(Excerpted text Opens)

Doctor suspected in building collapse dies

? The doctor suspected of blowing up his town house rather than allowing his ex-wife to benefit from its sale has died, nearly a week after suffering critical injuries in the blast, a hospital spokeswoman said Sunday.

Dr. Nicholas Bartha, 66, died late Saturday, said Mary Halston, an administrator at New York Presbyterian Hospital.

Police had been unable to speak to Bartha about the July 10 explosion because he was in a medically induced coma. Authorities have said they were investigating whether he might have caused it rather than sell the town house as part of a divorce judgment favoring his ex-wife.

Bartha’s ex-wife, Cordula Bartha, told police she received an e-mail from him shortly before the explosion warning that she would be “transformed from gold digger to ash and rubbish digger.”

“I always told you I will leave the house only if I am dead,” the e-mail said.

Investigators have confirmed that someone tampered with a gas line leading into the home’s basement, allowing vapors to flow for hours until it caused the building to blow up.

The physician, who lived and worked in the four-story landmark on Manhattan’s upscale Upper East Side, was the lone occupant during the blast. It leveled the building and left the block covered in bricks, glass and splintered wood. At least 14 other people were injured, including 10 firefighters.

Rescuers pulled the doctor from the rubble after hearing his calls.

The town house and land were worth nearly $6.4 million, according to the city’s finance department. The property was to be sold at auction in October to pay a $4 million judgment against Bartha, though his ex-wife had predicted he wouldn’t leave without a fight.

“He has said many times that he intends to ‘die in my house,”‘ Cordula Bartha said in a petition filed last year.

(Excerpted text Closes)
(Supplied information Opens)

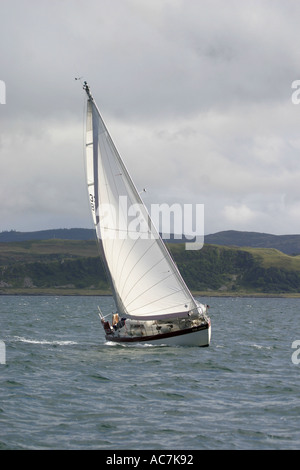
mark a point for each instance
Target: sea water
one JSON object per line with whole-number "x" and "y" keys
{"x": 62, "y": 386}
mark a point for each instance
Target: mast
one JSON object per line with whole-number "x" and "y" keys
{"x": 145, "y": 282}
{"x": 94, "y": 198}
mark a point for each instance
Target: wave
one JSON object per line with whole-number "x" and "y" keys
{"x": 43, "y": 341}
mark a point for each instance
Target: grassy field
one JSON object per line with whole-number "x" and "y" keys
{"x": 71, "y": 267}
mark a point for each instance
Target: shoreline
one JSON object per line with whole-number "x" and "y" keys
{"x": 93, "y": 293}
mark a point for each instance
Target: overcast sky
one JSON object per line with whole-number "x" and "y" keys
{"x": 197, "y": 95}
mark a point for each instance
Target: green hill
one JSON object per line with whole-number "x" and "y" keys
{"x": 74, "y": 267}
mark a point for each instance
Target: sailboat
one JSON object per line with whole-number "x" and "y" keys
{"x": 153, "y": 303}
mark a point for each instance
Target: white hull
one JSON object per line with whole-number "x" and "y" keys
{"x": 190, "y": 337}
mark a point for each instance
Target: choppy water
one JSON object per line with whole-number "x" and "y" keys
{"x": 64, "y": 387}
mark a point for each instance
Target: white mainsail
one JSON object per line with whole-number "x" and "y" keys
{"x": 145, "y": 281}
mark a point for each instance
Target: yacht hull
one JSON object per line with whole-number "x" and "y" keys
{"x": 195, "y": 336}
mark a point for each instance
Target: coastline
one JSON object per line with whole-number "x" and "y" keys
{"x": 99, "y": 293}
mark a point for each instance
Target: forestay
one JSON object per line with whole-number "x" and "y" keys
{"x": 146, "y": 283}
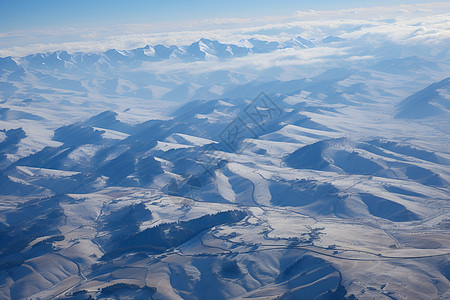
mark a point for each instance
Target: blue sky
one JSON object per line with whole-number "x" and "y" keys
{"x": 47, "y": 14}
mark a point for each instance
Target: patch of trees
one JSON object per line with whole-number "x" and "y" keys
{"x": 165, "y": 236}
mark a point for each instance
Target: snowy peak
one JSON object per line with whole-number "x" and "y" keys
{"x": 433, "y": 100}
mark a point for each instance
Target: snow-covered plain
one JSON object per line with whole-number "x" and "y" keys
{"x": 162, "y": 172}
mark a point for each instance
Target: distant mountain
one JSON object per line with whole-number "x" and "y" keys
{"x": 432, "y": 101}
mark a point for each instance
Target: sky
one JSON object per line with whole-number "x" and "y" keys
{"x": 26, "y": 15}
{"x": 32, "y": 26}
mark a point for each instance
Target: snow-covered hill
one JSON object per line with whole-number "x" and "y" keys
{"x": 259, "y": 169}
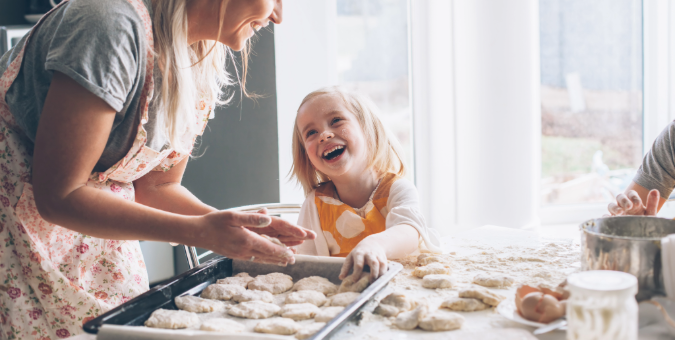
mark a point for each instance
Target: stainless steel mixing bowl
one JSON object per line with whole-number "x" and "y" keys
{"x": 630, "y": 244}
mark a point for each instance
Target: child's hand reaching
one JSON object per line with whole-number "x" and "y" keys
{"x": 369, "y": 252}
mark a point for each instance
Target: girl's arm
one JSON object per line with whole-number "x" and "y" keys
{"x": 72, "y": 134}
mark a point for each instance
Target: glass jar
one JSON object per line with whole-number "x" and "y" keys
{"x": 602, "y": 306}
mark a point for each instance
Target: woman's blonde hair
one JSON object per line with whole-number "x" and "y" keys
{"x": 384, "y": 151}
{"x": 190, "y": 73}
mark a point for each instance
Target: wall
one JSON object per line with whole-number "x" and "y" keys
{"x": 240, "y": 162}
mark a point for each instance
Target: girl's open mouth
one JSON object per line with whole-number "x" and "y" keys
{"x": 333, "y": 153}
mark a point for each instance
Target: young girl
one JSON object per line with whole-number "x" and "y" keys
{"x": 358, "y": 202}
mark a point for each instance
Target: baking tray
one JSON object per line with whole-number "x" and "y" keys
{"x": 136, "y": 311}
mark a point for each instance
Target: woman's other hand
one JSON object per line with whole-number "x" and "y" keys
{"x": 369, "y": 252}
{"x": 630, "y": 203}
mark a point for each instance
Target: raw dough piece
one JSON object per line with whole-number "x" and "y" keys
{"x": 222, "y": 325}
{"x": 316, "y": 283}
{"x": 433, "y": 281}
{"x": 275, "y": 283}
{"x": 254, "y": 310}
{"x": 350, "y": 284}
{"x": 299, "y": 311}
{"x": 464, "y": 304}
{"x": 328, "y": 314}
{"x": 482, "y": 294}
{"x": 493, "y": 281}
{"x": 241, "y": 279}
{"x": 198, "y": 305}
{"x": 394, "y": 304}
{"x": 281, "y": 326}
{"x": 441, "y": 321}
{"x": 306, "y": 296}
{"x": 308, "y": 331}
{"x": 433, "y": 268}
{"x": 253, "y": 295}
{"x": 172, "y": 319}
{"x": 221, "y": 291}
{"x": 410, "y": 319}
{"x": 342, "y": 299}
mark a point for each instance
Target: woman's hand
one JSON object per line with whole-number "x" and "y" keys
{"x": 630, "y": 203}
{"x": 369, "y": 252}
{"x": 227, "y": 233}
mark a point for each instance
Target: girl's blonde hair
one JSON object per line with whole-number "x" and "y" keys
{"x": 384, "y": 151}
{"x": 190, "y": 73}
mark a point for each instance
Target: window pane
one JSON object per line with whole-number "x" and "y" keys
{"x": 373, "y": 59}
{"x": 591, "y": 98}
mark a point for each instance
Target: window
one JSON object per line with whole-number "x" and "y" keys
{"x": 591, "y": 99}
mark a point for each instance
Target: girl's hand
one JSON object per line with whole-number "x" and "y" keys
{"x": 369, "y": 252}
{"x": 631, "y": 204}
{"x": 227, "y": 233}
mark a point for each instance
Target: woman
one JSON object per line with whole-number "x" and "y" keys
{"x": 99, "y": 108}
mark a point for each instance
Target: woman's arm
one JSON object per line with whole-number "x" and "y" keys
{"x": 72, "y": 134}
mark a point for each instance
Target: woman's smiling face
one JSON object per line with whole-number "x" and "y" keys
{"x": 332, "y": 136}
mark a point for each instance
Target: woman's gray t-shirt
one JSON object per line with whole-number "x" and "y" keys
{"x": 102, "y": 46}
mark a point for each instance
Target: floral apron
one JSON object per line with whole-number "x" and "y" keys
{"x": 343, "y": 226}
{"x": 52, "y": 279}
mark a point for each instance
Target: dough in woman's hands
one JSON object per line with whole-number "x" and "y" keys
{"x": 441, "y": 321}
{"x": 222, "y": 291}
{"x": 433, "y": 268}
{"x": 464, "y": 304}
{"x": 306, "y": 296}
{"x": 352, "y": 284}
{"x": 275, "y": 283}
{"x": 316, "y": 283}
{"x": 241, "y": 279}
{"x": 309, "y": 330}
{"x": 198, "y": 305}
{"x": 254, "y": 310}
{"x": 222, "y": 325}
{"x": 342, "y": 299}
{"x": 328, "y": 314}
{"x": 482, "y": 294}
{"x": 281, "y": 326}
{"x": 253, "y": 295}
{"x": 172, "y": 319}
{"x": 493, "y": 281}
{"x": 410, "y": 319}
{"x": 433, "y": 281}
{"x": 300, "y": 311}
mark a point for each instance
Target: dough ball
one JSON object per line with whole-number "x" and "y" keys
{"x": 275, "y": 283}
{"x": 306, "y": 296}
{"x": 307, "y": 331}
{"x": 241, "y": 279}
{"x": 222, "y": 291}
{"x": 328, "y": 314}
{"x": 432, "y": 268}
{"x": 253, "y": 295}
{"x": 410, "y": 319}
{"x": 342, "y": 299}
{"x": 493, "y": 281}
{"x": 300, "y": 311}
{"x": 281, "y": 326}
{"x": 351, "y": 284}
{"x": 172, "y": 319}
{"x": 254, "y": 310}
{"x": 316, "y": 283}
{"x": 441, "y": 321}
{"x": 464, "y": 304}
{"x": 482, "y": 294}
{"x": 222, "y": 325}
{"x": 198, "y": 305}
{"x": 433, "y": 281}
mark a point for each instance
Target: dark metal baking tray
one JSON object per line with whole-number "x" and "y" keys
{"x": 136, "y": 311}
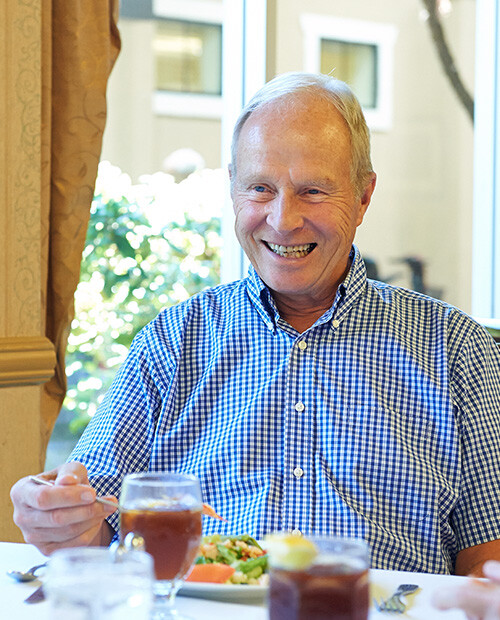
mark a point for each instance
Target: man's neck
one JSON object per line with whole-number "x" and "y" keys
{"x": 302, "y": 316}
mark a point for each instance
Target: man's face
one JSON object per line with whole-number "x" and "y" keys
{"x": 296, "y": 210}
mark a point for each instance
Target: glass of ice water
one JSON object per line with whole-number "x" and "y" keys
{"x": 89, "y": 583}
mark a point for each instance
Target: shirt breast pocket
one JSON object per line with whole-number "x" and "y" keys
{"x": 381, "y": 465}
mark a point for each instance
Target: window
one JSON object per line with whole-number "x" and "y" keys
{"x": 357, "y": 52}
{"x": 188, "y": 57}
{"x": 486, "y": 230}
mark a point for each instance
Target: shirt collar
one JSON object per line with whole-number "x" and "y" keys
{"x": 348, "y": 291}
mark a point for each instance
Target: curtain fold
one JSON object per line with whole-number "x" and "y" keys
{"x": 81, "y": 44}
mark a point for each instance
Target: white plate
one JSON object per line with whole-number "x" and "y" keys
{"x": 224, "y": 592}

(Supplied information Closes)

In the article about the doctor suspected in the building collapse, why had police been unable to speak to Bartha about the explosion?

He was in a medically induced coma, so police could not question him about the July 10 explosion.